Could you write out the line containing "of the painted" and all the lines below it in the data, exactly, through the final one and nothing else?

::::::::::

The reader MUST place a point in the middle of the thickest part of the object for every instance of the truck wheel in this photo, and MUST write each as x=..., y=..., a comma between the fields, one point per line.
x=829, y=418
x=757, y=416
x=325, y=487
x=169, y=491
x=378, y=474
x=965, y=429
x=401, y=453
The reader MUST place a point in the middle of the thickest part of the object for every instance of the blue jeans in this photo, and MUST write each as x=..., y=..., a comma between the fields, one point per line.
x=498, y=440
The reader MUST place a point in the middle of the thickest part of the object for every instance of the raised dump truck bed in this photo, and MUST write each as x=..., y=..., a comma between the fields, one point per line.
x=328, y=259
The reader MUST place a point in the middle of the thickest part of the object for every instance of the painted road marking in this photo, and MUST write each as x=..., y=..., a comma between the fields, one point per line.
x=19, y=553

::::::::::

## Solution to the exercise
The reader MUST place a point in the middle of the thickest part of the object for every instance of the painted road marking in this photo, and MUST write each as x=..., y=..., a comma between the fields, one point per line.
x=19, y=553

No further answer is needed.